Problem to solve: Can you repeat the stretch from "Much to my displeasure, Ubuntu" through "aggressively don't want." in the vim options post, but with "irritating" replaced by "annoying"?

Supplied passage:
+++

More vim options it turns out that I want

January 31, 2010

Much to my displeasure, Ubuntu seems to have been steadily making the version of vim that they ship more and more superintelligent. I do not want a superintelligent vi; in fact, superintelligence is a net negative in vim, because unlike with GNU Emacs it is almost always wrong. So, unlike the first set of vim options, these are negative options that I need, things that turn off settings.

So far, I have wound up with:

set formatoptions=l
Turns off automatic line wrapping. Since vi is my sysadmin's editor and sysadmins edit configuration files a lot, automatic line wrapping is anti-feature.

(I hate it in Emacs too, when it happens.)

let loaded_matchparen = 1
Turns off blinking matched delimeters, like () and [] and so on. I find this irritating and distracting.

filetype plugin off
This turns off all sorts of superintelligent automatic formatting that I aggressively don't want.

(At some point I may look into the best way to fix the line ending issue, but I haven't been annoyed enough yet.)

Some reading in the vim help files suggests that 'set paste' will also do a lot to turn off all of the superintelligence that I so dislike. Using Ubuntu's 'tiny' version of vim also goes a long way to disabling various things I don't like, but it has the side effect of making vim not like the latter two .vimrc settings here (and it's not something that I can turn on globally on our systems and so have all the time, no matter what environment or UID I am at the moment).

All in all, I really wish vim had a mode where it just settled for being a better vi instead of trying to be a bad imitation of GNU Emacs. As before, if I want GNU Emacs, I know where to find it.

+++

Dataset:
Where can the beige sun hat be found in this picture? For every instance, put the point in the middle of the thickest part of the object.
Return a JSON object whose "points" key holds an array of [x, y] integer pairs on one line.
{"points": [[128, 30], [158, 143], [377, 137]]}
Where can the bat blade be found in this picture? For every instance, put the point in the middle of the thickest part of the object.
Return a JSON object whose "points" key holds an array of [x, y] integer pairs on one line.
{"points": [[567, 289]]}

+++

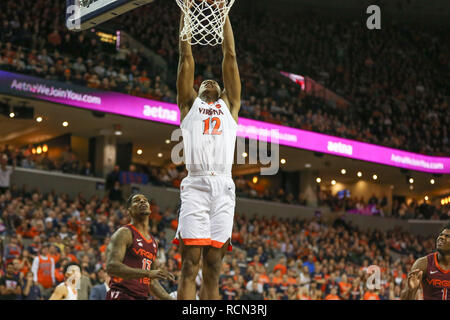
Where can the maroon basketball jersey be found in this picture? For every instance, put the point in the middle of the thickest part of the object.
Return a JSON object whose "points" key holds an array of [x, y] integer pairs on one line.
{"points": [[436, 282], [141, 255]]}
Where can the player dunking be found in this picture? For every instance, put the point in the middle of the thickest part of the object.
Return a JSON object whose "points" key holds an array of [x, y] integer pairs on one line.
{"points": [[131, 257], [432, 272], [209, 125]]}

+++

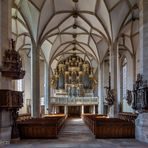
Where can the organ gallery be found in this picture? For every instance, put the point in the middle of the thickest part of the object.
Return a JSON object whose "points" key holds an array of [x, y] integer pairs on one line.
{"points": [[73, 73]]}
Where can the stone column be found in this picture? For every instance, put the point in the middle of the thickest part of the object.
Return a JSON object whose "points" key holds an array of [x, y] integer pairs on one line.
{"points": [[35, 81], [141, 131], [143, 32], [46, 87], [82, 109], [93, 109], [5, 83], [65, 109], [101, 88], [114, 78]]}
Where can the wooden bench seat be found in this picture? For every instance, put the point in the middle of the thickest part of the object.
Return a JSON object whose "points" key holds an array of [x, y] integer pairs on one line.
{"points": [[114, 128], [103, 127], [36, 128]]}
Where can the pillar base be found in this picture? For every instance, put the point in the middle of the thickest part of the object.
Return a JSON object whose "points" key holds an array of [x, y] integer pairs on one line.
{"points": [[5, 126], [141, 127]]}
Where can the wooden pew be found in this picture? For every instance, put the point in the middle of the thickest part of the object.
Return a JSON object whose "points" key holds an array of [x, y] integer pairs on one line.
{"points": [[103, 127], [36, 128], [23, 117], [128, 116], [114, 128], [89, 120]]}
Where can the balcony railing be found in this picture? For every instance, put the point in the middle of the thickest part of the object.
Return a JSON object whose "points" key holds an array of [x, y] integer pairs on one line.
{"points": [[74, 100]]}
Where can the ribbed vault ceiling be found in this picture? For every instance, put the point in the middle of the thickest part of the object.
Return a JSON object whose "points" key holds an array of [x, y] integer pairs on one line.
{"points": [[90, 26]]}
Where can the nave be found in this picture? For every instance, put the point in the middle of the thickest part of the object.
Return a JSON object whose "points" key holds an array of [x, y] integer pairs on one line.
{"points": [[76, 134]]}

+++

Solution to the problem:
Much to my displeasure, Ubuntu seems to have been steadily making the version of vim that they ship more and more superintelligent. I do not want a superintelligent vi; in fact, superintelligence is a net negative in vim, because unlike with GNU Emacs it is almost always wrong. So, unlike the first set of vim options, these are negative options that I need, things that turn off settings.

So far, I have wound up with:

set formatoptions=l
Turns off automatic line wrapping. Since vi is my sysadmin's editor and sysadmins edit configuration files a lot, automatic line wrapping is anti-feature.

(I hate it in Emacs too, when it happens.)

let loaded_matchparen = 1
Turns off blinking matched delimeters, like () and [] and so on. I find this annoying and distracting.

filetype plugin off
This turns off all sorts of superintelligent automatic formatting that I aggressively don't want.